(SOURCE EXCERPT)
◇ ◇ ◇ ◇ ◇ ◇ ◇

I don't have any data to prove it but I think Mac users don't bother "cleaning up" after they are done with their computers.

I think windows and Linux users usually shut down their laptops when they are done.

I believe this is because of how Mac is designed, nothing really closes. You close an app and it's just "minimized". Same behavior as with the lid, you close the lid and it suspends.

If I recall correctly, at some point, this also affected the iPhone, you were not able to "fully close" apps and they decided to add a screen so you could swipe and "close" the app (some run in the background, same as android)

arthurofbabylon 5 hours ago | parent | next [-]

I think your model of open/closed is incomplete and thus misleading. There are more states to a process than "active" and "inactive," and it is not optimal for the system to simply move processes between those two gross states. The obvious example is non-foreground apps during multitasking. A less obvious example is an app during a background refresh.

◇ ◇ ◇ ◇ ◇ ◇ ◇

(Entries for pointing and labeling)
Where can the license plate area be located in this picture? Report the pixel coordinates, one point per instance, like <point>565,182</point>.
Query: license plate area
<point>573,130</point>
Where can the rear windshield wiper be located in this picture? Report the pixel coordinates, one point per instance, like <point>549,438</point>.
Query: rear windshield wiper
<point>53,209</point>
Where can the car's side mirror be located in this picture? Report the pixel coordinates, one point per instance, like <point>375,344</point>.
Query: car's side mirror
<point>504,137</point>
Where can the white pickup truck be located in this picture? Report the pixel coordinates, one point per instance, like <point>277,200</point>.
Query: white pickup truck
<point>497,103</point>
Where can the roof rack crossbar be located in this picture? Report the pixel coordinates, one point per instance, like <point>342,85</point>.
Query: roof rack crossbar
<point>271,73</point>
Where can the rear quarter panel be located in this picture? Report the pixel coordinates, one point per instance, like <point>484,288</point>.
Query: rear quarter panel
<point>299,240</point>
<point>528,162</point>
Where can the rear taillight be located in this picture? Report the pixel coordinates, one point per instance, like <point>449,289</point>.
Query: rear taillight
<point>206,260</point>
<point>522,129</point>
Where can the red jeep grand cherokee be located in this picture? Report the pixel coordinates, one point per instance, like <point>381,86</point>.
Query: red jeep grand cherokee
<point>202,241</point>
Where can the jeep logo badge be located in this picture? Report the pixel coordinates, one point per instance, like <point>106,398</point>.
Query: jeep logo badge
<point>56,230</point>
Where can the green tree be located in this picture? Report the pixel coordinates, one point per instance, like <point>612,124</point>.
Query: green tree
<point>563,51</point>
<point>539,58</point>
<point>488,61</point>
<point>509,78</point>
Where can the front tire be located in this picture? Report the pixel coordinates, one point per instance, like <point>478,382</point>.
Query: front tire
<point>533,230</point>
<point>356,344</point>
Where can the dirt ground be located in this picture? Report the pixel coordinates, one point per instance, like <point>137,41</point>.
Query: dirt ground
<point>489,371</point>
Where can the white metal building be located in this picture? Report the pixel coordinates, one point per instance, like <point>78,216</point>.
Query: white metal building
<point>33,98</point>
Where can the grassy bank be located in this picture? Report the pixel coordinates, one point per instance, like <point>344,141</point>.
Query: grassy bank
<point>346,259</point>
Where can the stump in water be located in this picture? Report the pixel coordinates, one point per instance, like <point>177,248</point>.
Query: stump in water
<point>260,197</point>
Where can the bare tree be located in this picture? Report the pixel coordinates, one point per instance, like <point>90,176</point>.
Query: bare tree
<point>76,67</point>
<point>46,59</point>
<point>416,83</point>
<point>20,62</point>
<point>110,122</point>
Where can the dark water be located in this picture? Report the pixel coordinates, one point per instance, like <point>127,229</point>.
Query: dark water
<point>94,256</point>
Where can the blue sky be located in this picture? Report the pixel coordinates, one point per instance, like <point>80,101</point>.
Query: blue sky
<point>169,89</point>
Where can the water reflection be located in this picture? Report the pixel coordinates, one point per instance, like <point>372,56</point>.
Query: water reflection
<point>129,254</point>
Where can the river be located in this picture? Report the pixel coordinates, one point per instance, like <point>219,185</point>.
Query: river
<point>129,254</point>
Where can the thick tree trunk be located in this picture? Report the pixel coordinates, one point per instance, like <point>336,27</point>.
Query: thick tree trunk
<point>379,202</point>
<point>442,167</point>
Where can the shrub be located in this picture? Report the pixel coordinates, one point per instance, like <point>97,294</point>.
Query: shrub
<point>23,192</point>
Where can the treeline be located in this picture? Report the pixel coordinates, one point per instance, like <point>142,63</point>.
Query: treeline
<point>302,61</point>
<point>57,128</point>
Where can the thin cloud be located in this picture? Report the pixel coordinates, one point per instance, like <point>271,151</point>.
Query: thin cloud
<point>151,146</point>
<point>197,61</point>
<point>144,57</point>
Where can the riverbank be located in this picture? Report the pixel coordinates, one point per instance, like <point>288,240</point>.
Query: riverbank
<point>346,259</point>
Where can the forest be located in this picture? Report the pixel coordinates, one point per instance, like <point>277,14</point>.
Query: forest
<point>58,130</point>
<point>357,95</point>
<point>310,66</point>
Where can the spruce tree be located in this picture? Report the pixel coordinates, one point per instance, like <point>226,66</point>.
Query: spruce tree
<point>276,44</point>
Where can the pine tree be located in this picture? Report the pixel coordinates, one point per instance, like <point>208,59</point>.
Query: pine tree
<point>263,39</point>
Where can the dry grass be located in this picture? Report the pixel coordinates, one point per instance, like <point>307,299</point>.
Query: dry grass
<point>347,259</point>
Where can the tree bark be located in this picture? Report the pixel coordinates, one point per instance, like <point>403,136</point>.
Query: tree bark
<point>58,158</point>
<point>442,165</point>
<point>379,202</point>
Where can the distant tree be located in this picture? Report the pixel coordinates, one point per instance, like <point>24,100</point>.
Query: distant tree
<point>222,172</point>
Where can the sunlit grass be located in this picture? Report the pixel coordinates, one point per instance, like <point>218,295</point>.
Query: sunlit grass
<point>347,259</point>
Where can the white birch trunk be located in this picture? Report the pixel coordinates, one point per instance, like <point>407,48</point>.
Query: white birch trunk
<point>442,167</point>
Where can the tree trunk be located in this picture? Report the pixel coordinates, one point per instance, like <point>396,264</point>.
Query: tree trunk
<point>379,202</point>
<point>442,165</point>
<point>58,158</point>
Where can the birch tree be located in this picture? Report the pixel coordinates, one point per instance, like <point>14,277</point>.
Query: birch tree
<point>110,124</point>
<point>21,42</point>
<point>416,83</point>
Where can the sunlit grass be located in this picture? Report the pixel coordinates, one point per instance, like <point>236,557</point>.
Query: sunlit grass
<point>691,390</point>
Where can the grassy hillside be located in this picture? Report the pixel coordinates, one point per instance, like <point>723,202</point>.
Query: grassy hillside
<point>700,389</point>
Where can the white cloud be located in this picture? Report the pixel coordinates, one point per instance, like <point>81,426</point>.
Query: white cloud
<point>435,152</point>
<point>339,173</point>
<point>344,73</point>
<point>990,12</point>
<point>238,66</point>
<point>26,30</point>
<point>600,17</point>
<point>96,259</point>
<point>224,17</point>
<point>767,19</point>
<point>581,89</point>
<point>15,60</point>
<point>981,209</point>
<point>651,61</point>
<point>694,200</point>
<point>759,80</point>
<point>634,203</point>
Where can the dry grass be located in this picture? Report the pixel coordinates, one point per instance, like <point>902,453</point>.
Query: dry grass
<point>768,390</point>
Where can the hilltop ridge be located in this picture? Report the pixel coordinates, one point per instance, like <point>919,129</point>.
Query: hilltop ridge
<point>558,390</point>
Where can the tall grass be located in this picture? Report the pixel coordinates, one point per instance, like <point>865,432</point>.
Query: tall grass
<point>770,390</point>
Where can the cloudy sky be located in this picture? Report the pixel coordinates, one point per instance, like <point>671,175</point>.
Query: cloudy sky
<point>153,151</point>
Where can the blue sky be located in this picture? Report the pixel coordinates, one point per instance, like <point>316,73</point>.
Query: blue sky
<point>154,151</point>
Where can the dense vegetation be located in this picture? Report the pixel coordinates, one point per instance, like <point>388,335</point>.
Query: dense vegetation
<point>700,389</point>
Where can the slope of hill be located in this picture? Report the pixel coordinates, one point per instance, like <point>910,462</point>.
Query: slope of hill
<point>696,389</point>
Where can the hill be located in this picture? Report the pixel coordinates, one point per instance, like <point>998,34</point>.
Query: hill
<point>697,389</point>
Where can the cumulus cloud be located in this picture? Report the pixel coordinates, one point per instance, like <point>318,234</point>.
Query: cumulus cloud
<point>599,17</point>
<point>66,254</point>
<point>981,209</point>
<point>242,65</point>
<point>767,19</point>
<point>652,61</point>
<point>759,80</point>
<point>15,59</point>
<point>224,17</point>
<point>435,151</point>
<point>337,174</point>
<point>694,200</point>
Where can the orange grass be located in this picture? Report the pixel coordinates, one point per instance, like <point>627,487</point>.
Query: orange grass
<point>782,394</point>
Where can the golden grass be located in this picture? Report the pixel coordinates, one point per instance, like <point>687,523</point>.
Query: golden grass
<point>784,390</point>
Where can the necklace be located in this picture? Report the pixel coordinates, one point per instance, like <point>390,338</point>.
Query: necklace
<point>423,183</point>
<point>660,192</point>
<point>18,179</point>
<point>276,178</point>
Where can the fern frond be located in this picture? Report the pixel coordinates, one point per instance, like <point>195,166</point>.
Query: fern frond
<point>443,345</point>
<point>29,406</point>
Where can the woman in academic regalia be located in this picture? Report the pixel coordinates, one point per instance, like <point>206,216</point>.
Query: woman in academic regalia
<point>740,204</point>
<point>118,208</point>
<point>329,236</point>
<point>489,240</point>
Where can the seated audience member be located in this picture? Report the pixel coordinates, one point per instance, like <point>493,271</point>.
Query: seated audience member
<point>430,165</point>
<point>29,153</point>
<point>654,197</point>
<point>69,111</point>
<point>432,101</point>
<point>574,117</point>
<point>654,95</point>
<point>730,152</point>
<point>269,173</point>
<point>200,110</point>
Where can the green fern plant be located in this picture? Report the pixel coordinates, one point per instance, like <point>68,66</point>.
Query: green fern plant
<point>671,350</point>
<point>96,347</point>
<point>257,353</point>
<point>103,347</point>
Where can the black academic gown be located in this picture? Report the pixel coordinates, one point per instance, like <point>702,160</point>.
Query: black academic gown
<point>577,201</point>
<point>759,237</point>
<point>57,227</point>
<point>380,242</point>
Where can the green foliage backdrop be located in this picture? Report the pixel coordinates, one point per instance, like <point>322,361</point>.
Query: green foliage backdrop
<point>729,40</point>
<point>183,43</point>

◇ ◇ ◇ ◇ ◇ ◇ ◇

(WHAT TO DO)
a) List every word or phrase that the forum comments enclose in quotation marks.
b) Rewrite the forum comments between "If I recall" and "same as android)", inclusive, replacing "iPhone" with "iPad".
Base every response solely on the forum comments.

(ANSWERS PROVIDED)
a)
- cleaning up
- minimized
- fully close
- close
- active
- inactive

b)
If I recall correctly, at some point, this also affected the iPad, you were not able to "fully close" apps and they decided to add a screen so you could swipe and "close" the app (some run in the background, same as android)